* [GOAL] Return, unchanged, the part of the items below that opens with the line containing "Mark one point per instance of the wooden fence" and closes with the line containing "x=415, y=805", including both of those lines.

* [GIVEN RECORDS]

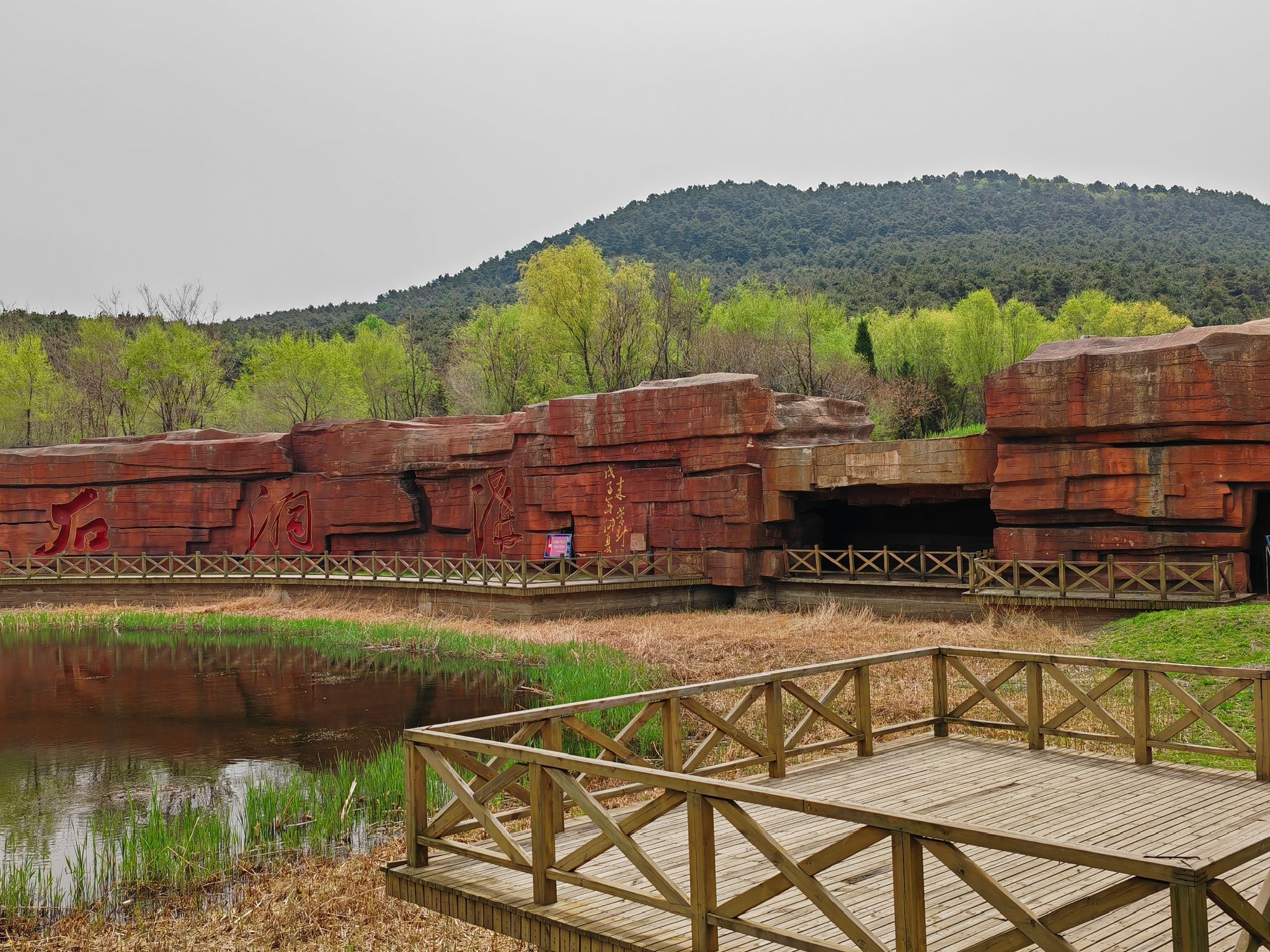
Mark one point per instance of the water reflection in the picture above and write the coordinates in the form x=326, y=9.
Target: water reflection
x=88, y=721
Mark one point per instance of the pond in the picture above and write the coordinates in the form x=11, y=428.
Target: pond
x=126, y=758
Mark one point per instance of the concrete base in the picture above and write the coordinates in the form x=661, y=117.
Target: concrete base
x=533, y=603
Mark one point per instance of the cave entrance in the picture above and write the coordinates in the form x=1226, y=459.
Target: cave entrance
x=1258, y=544
x=837, y=523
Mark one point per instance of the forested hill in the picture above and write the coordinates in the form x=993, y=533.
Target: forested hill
x=912, y=244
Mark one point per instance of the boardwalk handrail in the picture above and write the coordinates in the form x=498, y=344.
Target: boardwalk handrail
x=923, y=564
x=397, y=566
x=1163, y=578
x=477, y=770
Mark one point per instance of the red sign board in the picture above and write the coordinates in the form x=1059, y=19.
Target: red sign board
x=559, y=546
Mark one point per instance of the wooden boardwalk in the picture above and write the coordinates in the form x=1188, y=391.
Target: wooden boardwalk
x=1165, y=810
x=929, y=842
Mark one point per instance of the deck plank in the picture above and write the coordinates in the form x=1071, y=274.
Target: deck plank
x=1162, y=809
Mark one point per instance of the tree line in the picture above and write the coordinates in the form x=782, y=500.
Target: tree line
x=126, y=374
x=898, y=245
x=579, y=323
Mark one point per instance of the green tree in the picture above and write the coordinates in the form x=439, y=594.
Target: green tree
x=680, y=312
x=569, y=286
x=97, y=367
x=864, y=343
x=1023, y=330
x=975, y=346
x=290, y=380
x=29, y=386
x=1082, y=312
x=493, y=361
x=174, y=375
x=624, y=338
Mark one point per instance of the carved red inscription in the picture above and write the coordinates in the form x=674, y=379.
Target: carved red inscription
x=494, y=524
x=290, y=516
x=92, y=536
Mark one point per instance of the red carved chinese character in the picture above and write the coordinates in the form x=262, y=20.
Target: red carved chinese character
x=290, y=516
x=92, y=536
x=498, y=516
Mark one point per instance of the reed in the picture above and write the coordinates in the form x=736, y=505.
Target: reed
x=141, y=852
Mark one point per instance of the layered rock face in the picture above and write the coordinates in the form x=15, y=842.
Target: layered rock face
x=668, y=464
x=1137, y=446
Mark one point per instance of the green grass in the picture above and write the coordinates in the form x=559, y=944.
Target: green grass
x=970, y=430
x=131, y=852
x=1236, y=637
x=1233, y=637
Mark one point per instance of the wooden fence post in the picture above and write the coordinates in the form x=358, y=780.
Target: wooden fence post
x=774, y=701
x=541, y=834
x=553, y=739
x=910, y=892
x=1036, y=706
x=672, y=736
x=940, y=694
x=864, y=712
x=1189, y=907
x=1261, y=728
x=1142, y=718
x=701, y=874
x=415, y=805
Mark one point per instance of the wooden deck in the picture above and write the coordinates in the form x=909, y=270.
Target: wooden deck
x=953, y=843
x=1162, y=810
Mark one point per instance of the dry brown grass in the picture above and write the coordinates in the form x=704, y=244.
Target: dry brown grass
x=339, y=904
x=319, y=906
x=690, y=646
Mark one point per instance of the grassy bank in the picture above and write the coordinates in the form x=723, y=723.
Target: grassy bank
x=293, y=904
x=141, y=851
x=1236, y=637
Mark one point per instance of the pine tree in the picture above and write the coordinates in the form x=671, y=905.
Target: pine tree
x=864, y=345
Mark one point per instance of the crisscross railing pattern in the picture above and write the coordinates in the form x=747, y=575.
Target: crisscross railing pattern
x=673, y=746
x=1163, y=578
x=395, y=566
x=921, y=564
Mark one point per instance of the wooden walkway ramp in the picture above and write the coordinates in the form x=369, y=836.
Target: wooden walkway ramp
x=940, y=842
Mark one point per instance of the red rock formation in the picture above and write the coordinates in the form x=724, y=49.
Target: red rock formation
x=1135, y=446
x=668, y=464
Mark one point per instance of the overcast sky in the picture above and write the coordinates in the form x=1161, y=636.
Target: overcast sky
x=288, y=154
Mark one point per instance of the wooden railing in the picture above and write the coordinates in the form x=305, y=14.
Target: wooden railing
x=1161, y=578
x=668, y=747
x=461, y=570
x=921, y=564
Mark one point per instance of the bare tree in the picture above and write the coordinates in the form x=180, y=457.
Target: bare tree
x=186, y=304
x=680, y=312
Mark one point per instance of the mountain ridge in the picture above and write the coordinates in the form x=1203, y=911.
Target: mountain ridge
x=921, y=243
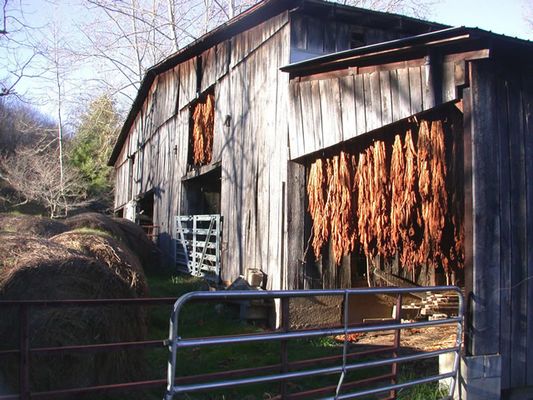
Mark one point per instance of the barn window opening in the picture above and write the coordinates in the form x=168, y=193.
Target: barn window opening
x=202, y=130
x=396, y=199
x=145, y=214
x=203, y=193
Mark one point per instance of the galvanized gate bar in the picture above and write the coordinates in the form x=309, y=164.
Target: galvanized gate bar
x=269, y=337
x=310, y=373
x=176, y=342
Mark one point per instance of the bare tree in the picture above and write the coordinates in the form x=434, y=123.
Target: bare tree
x=36, y=176
x=16, y=52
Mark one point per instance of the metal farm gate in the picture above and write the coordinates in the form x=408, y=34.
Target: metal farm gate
x=341, y=365
x=198, y=245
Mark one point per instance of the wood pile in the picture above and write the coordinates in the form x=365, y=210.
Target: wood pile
x=203, y=130
x=392, y=199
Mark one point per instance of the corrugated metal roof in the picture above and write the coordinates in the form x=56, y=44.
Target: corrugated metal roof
x=246, y=20
x=391, y=48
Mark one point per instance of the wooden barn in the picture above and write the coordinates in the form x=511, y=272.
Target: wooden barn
x=330, y=146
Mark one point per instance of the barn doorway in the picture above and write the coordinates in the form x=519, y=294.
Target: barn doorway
x=145, y=214
x=356, y=226
x=202, y=193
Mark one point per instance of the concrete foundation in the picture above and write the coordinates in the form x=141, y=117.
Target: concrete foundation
x=479, y=376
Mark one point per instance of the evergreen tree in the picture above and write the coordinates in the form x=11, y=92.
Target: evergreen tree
x=91, y=147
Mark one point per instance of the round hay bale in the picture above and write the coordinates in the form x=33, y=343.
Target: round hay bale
x=32, y=268
x=96, y=221
x=124, y=231
x=31, y=224
x=118, y=257
x=137, y=240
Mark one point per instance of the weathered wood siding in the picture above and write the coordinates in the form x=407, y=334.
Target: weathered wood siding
x=254, y=152
x=501, y=165
x=332, y=110
x=252, y=95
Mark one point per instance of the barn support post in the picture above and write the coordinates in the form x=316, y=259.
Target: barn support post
x=481, y=365
x=295, y=225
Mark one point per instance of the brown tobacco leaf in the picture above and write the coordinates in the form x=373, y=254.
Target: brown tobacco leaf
x=203, y=131
x=316, y=193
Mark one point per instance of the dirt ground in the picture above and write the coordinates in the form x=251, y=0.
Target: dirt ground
x=419, y=339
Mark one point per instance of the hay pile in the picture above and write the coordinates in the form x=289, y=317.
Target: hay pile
x=397, y=199
x=31, y=224
x=203, y=130
x=36, y=268
x=126, y=232
x=116, y=256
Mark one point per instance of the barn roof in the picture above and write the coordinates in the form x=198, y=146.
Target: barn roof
x=253, y=16
x=456, y=39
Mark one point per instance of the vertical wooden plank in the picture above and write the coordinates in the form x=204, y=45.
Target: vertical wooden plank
x=430, y=81
x=468, y=215
x=349, y=125
x=386, y=100
x=315, y=35
x=519, y=275
x=343, y=36
x=448, y=82
x=404, y=93
x=221, y=112
x=505, y=228
x=372, y=101
x=344, y=273
x=415, y=89
x=486, y=224
x=317, y=115
x=222, y=58
x=330, y=105
x=298, y=31
x=360, y=102
x=330, y=36
x=527, y=99
x=395, y=95
x=295, y=222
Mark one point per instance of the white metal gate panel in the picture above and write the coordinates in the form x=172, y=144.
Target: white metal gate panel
x=198, y=245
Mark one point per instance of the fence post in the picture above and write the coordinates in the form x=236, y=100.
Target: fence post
x=285, y=321
x=397, y=332
x=24, y=346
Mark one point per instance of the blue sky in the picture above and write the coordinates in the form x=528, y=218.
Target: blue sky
x=499, y=16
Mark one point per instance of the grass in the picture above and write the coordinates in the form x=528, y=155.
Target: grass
x=209, y=320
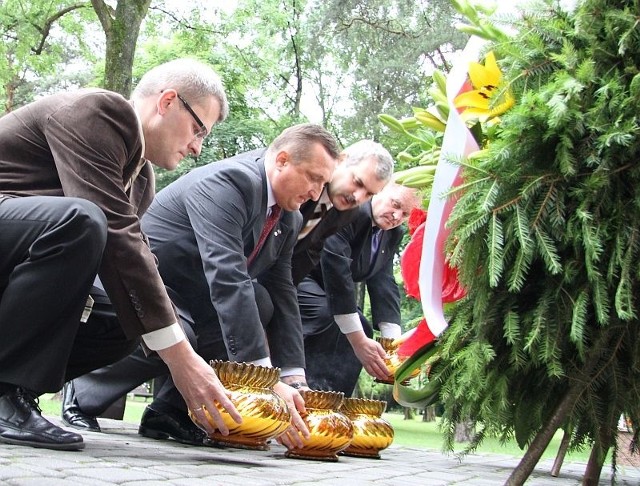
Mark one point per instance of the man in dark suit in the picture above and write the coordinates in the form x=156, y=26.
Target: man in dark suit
x=75, y=176
x=364, y=169
x=241, y=304
x=337, y=337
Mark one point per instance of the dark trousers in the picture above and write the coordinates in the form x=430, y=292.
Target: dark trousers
x=331, y=361
x=50, y=250
x=96, y=391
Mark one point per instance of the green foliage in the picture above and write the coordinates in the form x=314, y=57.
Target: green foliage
x=545, y=235
x=37, y=40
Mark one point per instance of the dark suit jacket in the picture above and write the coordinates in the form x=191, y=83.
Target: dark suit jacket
x=345, y=260
x=306, y=254
x=202, y=227
x=87, y=144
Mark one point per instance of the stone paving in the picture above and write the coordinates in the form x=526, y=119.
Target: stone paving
x=119, y=456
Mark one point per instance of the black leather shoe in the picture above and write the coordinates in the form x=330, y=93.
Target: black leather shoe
x=71, y=413
x=170, y=425
x=21, y=423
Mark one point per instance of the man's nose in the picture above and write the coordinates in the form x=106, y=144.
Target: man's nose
x=195, y=146
x=361, y=195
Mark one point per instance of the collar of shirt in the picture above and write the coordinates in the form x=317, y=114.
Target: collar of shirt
x=271, y=199
x=139, y=126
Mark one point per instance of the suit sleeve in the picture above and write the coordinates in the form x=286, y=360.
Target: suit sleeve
x=384, y=294
x=218, y=212
x=335, y=263
x=92, y=140
x=284, y=333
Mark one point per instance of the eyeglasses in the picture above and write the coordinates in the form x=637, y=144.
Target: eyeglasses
x=202, y=130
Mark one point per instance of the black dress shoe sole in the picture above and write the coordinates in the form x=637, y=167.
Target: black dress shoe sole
x=80, y=427
x=161, y=435
x=74, y=446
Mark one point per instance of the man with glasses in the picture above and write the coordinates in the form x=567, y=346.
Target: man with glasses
x=229, y=274
x=75, y=177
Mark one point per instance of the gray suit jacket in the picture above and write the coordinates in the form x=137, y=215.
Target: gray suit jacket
x=87, y=144
x=202, y=227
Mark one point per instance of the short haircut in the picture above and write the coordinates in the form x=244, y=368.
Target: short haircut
x=365, y=149
x=296, y=141
x=406, y=195
x=194, y=80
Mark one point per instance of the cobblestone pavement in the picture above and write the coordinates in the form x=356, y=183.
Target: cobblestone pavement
x=119, y=456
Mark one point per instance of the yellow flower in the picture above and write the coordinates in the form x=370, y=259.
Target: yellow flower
x=482, y=102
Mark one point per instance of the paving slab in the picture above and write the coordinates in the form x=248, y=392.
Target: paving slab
x=120, y=457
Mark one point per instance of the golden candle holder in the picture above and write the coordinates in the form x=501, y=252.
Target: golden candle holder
x=331, y=431
x=264, y=413
x=371, y=433
x=393, y=361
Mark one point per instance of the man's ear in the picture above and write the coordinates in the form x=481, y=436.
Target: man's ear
x=166, y=98
x=282, y=159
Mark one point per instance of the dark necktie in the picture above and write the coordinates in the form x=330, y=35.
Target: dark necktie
x=271, y=221
x=375, y=244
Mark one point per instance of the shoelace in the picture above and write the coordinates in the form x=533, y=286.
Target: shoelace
x=30, y=398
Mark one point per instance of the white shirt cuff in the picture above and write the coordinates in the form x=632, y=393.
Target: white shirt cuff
x=263, y=362
x=164, y=338
x=348, y=322
x=292, y=372
x=390, y=329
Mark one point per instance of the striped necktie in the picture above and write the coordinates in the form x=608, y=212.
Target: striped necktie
x=271, y=221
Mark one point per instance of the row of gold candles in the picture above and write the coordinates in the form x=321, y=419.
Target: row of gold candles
x=349, y=426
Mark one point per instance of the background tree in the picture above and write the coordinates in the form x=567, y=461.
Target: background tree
x=121, y=28
x=37, y=40
x=383, y=52
x=546, y=236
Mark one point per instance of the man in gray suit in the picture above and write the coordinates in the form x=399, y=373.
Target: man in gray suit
x=75, y=176
x=240, y=303
x=337, y=337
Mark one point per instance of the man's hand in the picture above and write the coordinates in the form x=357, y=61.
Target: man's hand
x=199, y=386
x=370, y=353
x=291, y=437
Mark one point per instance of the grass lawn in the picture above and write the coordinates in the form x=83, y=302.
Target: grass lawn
x=409, y=433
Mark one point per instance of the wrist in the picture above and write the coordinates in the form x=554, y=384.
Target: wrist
x=298, y=384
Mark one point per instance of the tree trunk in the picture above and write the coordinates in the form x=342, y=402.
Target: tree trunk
x=562, y=451
x=464, y=432
x=528, y=462
x=121, y=28
x=429, y=414
x=606, y=438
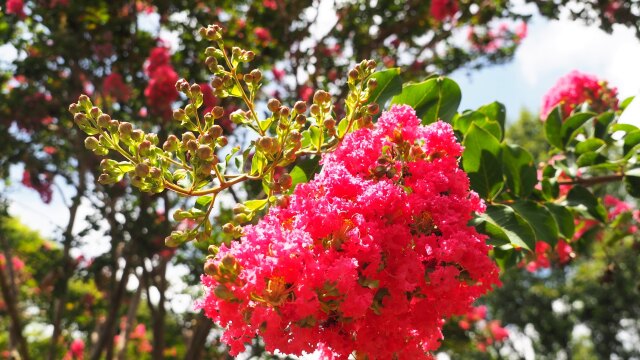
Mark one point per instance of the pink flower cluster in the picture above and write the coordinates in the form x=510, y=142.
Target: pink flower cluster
x=161, y=90
x=76, y=350
x=576, y=88
x=443, y=9
x=370, y=256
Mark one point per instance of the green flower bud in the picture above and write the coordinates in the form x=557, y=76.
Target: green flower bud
x=204, y=152
x=142, y=170
x=273, y=105
x=91, y=143
x=103, y=120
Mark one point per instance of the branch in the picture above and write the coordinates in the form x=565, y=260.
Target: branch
x=593, y=180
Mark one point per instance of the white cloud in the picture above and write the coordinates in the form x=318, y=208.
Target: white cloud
x=553, y=48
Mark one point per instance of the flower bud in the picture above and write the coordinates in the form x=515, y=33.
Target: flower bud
x=210, y=268
x=125, y=129
x=103, y=120
x=91, y=143
x=300, y=107
x=329, y=123
x=204, y=152
x=186, y=137
x=171, y=144
x=314, y=110
x=137, y=135
x=372, y=84
x=273, y=105
x=215, y=131
x=285, y=181
x=180, y=115
x=222, y=292
x=142, y=170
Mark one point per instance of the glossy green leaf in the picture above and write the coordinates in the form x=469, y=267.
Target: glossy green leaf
x=496, y=112
x=552, y=126
x=580, y=197
x=590, y=158
x=433, y=99
x=519, y=232
x=571, y=126
x=541, y=220
x=631, y=140
x=389, y=84
x=564, y=219
x=482, y=162
x=520, y=170
x=255, y=205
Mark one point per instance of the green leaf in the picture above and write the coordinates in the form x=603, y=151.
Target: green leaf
x=603, y=121
x=495, y=111
x=520, y=170
x=541, y=220
x=482, y=162
x=632, y=185
x=630, y=141
x=552, y=126
x=592, y=144
x=462, y=122
x=389, y=84
x=519, y=232
x=580, y=197
x=564, y=219
x=255, y=205
x=433, y=99
x=590, y=158
x=203, y=202
x=571, y=126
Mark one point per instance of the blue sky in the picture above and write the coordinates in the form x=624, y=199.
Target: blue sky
x=551, y=49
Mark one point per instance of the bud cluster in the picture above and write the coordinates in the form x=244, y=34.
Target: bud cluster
x=190, y=163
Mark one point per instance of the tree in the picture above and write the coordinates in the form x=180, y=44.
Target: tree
x=101, y=48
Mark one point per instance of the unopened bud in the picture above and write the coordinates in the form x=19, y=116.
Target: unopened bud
x=103, y=120
x=91, y=143
x=142, y=170
x=125, y=129
x=273, y=105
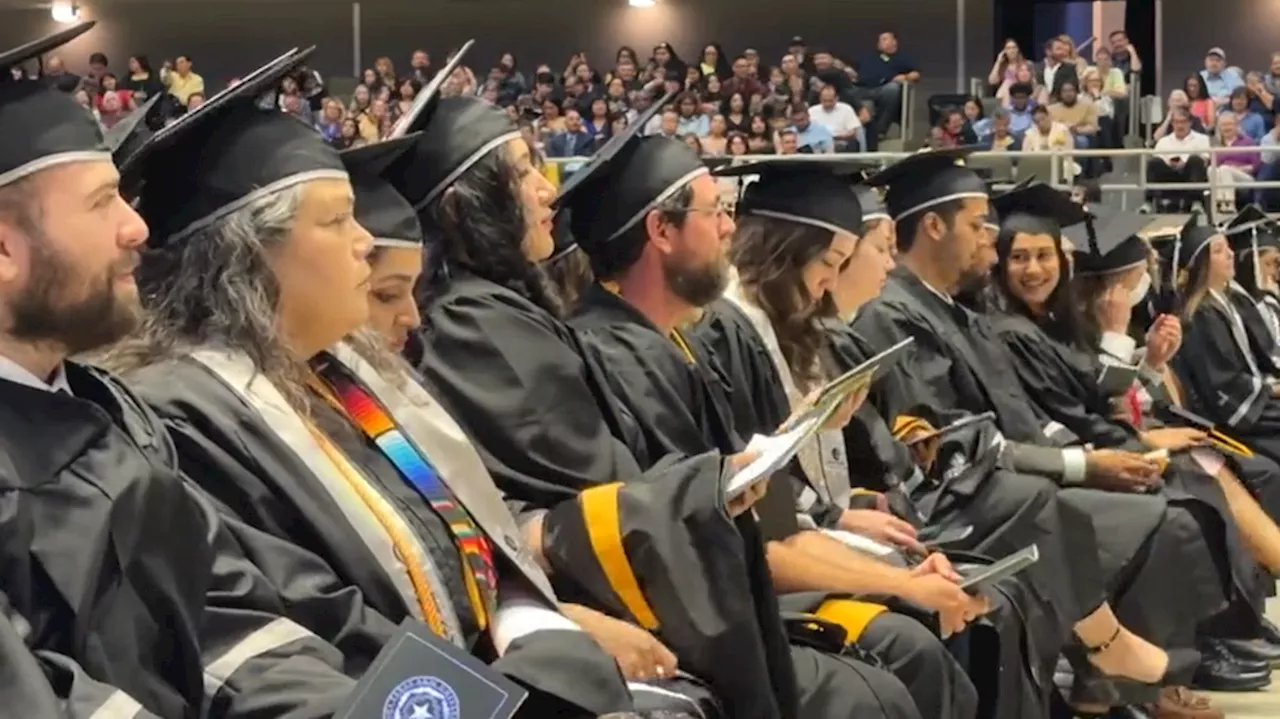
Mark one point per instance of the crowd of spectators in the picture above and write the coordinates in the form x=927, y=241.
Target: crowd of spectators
x=809, y=101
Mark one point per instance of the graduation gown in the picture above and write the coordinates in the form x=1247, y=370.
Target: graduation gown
x=136, y=592
x=1027, y=637
x=684, y=410
x=652, y=546
x=1226, y=369
x=958, y=362
x=1063, y=380
x=272, y=472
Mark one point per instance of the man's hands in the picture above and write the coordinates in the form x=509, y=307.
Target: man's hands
x=935, y=585
x=753, y=494
x=638, y=653
x=1114, y=310
x=882, y=527
x=1164, y=338
x=1121, y=471
x=1174, y=439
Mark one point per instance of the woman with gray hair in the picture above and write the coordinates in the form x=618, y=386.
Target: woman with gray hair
x=256, y=285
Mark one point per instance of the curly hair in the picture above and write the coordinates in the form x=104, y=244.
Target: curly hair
x=769, y=256
x=218, y=288
x=478, y=225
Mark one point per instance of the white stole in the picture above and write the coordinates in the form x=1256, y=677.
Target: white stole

* [SOLUTION FOR THIS EXERCISE]
Mark one point per instance of the wooden fence post in the picture above and write the coordinates in the form x=358, y=780.
Target: wooden fence post
x=774, y=701
x=541, y=834
x=553, y=739
x=910, y=892
x=1036, y=706
x=672, y=736
x=940, y=694
x=864, y=712
x=1189, y=907
x=1261, y=728
x=1142, y=718
x=701, y=874
x=415, y=805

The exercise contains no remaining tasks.